Assignment:
Return the listing below verbatim, from its first line through the line containing "positive clicks: (1000, 463) (997, 450)", both included, and nothing more.

Source data:
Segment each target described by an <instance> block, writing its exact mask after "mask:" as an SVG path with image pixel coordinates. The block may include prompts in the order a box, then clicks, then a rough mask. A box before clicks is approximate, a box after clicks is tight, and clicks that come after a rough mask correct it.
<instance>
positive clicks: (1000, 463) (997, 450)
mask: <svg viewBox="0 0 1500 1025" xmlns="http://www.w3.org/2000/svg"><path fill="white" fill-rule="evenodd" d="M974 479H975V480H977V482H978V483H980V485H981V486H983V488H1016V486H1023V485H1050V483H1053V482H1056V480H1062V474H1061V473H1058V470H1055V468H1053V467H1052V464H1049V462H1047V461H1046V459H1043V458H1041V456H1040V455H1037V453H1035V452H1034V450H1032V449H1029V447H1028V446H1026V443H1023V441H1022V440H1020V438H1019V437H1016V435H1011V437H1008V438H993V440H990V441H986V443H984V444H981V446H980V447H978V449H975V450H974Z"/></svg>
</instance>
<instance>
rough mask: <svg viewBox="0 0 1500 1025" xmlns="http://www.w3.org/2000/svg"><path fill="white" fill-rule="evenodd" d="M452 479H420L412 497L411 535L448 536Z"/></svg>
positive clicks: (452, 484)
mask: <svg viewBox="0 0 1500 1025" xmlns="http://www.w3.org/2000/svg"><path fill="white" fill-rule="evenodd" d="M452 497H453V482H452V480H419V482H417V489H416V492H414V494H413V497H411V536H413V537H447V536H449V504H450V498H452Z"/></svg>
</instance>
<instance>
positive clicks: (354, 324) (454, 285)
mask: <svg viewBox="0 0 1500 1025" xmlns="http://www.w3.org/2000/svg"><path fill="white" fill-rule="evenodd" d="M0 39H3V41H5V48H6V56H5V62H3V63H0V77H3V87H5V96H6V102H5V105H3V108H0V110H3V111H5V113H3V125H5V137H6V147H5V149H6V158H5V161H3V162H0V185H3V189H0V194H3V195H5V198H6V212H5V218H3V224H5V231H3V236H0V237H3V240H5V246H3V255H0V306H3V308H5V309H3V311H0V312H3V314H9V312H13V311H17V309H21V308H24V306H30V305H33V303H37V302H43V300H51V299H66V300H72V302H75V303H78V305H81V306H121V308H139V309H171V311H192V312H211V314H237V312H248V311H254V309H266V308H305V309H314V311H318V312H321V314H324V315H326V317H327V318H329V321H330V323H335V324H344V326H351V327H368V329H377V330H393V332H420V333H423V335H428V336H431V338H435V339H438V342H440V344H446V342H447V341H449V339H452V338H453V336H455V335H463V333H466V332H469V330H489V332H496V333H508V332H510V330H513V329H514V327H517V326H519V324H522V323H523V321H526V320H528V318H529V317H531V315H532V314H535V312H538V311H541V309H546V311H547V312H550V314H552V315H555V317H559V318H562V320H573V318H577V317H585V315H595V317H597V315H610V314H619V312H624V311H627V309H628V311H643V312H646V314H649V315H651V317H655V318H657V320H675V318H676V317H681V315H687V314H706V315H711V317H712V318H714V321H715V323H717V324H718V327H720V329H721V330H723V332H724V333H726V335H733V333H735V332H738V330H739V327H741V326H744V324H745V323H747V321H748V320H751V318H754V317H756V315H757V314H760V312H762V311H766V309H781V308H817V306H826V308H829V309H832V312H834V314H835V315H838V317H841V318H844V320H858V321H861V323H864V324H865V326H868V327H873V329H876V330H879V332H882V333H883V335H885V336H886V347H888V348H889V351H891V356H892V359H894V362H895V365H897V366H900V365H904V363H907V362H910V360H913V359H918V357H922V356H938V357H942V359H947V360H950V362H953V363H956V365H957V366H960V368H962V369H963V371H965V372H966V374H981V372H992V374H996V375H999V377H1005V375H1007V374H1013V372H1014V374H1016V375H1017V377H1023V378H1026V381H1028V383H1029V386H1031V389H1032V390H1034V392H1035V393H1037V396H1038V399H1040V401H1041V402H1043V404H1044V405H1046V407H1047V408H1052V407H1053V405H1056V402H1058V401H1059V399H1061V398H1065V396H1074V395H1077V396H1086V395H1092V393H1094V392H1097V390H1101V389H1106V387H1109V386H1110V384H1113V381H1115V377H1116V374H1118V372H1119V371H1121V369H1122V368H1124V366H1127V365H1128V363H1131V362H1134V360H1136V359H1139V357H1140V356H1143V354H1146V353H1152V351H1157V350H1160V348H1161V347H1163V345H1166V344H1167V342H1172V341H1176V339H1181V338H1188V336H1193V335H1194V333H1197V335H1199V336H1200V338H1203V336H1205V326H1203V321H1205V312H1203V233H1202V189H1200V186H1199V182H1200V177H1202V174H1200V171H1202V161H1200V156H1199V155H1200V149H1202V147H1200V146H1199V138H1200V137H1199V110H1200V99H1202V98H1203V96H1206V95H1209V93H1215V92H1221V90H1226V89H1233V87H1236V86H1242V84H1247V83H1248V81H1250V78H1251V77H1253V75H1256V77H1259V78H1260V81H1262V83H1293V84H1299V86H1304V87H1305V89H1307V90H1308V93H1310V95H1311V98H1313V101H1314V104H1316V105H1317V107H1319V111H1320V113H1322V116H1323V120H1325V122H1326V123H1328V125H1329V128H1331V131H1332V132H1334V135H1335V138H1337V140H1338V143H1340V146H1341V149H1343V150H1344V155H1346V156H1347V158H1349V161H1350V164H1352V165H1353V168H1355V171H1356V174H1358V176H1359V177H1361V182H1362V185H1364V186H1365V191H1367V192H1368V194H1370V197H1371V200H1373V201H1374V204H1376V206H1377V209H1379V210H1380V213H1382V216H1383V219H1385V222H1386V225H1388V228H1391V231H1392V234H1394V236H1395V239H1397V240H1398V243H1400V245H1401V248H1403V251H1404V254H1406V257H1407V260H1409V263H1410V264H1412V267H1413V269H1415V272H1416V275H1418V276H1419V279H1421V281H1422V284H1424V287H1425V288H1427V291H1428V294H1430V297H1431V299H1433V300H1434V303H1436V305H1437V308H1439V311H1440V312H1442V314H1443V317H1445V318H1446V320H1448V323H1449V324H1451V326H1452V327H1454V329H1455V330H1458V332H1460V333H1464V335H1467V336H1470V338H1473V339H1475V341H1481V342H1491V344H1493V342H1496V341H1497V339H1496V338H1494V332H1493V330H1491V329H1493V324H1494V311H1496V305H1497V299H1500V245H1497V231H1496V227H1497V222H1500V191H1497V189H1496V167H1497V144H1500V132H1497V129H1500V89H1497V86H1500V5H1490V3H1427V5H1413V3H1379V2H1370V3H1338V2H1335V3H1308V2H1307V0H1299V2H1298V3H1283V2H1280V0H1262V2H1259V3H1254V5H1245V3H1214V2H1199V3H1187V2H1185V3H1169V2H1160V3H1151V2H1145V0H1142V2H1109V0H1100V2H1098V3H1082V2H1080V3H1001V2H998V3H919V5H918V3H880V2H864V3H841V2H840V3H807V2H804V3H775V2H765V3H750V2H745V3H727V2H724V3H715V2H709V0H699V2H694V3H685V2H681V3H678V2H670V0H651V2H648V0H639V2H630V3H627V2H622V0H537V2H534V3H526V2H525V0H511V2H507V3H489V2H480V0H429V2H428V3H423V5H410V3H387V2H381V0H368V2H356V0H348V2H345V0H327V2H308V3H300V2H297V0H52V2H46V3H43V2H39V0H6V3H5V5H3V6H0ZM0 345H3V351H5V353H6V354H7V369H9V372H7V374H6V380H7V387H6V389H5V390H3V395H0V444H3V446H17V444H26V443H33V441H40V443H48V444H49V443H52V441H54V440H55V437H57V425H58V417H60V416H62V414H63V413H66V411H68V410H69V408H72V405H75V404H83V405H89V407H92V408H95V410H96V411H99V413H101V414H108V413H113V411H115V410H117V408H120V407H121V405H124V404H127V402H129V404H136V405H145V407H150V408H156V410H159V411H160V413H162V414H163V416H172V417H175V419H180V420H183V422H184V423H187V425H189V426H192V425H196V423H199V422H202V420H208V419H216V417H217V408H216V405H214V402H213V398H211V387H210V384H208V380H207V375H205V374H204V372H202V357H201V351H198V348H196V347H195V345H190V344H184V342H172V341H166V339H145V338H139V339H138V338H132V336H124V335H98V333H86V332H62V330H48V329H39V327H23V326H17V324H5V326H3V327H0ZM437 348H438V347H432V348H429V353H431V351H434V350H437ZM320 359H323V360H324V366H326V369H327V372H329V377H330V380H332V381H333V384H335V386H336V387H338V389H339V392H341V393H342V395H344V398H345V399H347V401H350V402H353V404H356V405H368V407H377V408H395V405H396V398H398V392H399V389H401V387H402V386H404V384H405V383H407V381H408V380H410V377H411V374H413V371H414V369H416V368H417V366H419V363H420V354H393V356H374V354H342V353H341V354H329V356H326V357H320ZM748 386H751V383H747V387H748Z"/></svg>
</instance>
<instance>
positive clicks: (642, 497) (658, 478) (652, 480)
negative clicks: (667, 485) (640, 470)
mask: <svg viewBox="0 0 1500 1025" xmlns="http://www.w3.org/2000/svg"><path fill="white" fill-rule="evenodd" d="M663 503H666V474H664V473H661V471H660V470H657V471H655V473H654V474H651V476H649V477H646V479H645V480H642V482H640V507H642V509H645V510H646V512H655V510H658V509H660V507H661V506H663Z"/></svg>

Exercise answer:
Segment each target described by an <instance> block, writing its exact mask after "mask:" as an SVG path with image pixel coordinates. The block may include prompts in the order a box, then clicks, then a rough mask. A box before clicks is approximate, a box after clicks is tight, and clicks that come after a rough mask correct it.
<instance>
positive clicks: (1000, 463) (997, 450)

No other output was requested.